Records from a point labeling set
=-=-=

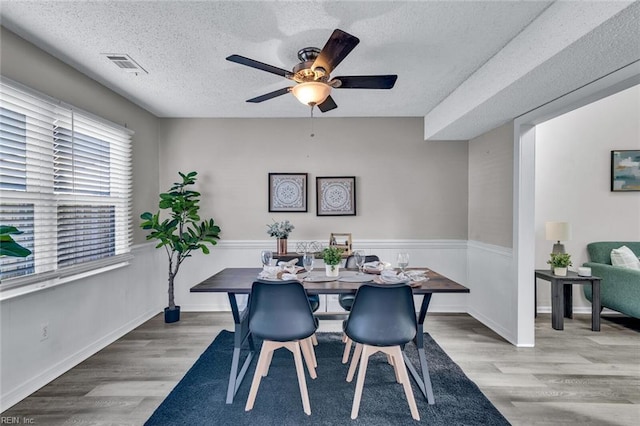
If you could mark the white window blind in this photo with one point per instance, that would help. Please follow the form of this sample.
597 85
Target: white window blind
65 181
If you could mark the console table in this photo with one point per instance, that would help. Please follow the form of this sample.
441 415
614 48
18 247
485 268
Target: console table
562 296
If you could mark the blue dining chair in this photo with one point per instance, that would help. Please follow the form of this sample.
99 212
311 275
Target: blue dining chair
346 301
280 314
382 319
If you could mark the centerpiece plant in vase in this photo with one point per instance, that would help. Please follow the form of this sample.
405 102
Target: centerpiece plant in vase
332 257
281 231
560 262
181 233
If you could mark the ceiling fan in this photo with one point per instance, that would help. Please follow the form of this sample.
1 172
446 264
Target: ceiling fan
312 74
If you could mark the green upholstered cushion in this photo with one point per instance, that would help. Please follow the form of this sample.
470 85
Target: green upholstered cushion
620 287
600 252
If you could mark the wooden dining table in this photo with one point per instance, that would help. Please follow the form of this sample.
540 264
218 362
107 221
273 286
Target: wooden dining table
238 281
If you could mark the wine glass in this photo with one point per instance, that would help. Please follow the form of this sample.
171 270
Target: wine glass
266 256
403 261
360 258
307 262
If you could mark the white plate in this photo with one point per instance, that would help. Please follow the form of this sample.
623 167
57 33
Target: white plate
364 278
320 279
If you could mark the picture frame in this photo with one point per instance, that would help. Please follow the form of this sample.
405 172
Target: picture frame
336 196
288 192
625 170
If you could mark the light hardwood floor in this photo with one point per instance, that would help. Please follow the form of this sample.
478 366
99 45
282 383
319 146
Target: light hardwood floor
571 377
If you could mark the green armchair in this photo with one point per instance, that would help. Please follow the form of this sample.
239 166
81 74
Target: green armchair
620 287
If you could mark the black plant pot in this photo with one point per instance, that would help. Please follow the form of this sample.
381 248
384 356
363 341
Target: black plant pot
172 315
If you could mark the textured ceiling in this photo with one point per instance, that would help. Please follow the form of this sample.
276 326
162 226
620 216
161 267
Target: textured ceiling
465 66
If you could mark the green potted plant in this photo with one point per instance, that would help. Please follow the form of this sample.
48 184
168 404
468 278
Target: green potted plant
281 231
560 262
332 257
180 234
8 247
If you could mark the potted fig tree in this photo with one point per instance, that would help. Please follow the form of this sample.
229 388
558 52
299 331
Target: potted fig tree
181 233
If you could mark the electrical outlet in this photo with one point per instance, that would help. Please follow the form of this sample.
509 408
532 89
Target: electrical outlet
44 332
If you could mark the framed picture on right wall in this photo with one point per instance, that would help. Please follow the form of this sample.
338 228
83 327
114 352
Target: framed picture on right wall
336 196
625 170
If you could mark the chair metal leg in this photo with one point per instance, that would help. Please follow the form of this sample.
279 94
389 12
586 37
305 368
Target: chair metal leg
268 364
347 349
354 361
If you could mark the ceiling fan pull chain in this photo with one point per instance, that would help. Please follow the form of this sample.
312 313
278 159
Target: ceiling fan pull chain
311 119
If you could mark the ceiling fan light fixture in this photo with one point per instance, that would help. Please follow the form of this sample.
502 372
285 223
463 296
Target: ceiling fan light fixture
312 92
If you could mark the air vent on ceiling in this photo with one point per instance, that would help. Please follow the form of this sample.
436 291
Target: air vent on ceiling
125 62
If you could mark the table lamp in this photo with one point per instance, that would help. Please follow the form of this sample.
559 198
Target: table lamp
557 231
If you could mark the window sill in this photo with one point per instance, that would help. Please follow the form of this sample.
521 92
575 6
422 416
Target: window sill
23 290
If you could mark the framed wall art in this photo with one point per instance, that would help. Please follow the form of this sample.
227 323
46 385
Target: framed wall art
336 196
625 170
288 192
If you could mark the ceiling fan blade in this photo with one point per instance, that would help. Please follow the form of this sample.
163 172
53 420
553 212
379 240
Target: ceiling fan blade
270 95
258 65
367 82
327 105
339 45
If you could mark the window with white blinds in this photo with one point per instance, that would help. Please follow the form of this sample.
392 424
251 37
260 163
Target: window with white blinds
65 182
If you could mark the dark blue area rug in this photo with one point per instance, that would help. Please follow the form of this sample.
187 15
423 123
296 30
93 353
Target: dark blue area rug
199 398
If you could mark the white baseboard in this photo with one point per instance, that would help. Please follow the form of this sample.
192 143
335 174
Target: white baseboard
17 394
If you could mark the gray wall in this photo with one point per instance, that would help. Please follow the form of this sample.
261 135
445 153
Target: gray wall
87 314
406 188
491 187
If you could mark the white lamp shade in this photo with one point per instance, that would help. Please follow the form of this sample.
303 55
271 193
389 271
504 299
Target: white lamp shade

=-=-=

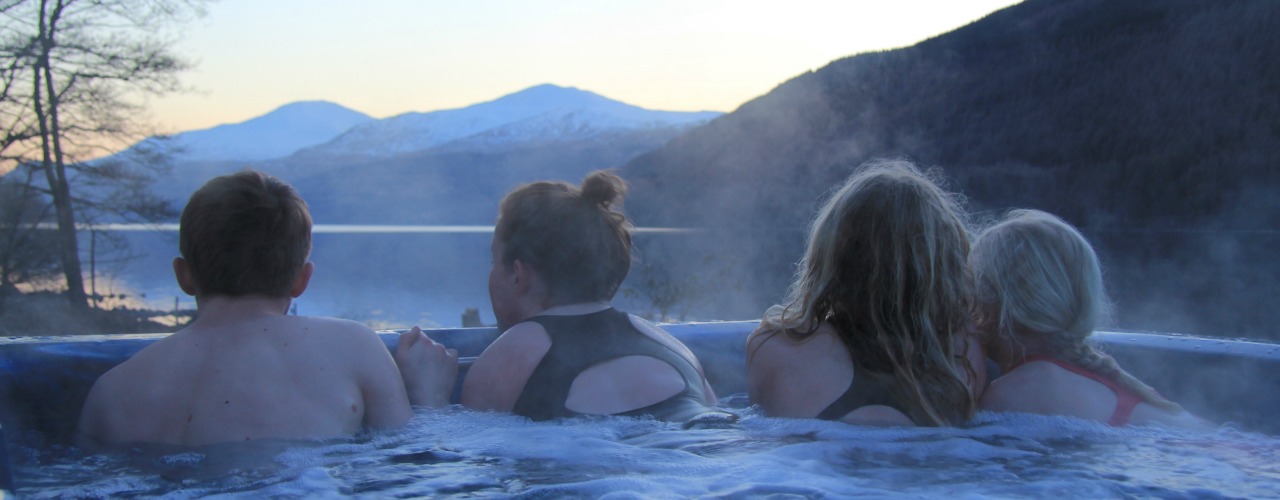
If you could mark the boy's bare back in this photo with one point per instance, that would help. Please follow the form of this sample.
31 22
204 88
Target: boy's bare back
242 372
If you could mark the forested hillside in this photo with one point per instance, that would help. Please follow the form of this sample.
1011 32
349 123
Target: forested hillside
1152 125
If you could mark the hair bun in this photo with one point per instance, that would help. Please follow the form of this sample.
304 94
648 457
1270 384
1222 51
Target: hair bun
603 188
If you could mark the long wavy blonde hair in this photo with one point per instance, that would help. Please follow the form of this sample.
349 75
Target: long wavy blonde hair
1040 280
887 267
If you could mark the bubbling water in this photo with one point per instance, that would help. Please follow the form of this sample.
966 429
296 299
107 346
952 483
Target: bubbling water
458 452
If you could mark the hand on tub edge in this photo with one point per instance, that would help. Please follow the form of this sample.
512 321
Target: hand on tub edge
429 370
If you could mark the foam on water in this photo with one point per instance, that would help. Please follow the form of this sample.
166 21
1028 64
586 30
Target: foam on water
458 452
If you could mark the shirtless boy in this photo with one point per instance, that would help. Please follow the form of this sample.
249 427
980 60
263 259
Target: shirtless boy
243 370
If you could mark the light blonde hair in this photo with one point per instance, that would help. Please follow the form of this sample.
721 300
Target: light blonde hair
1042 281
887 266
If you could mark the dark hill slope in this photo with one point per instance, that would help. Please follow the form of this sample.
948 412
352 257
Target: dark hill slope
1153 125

=-=-=

WHAT IS NEEDED:
Pick out every line of the material that contains the string "edge" and copy those lines.

SOLUTION TO THIS TASK:
If you could mark the hand on tub edge in this photo with one point per instance, that would help. Please follow the form of this sample.
Target: hand on tub edge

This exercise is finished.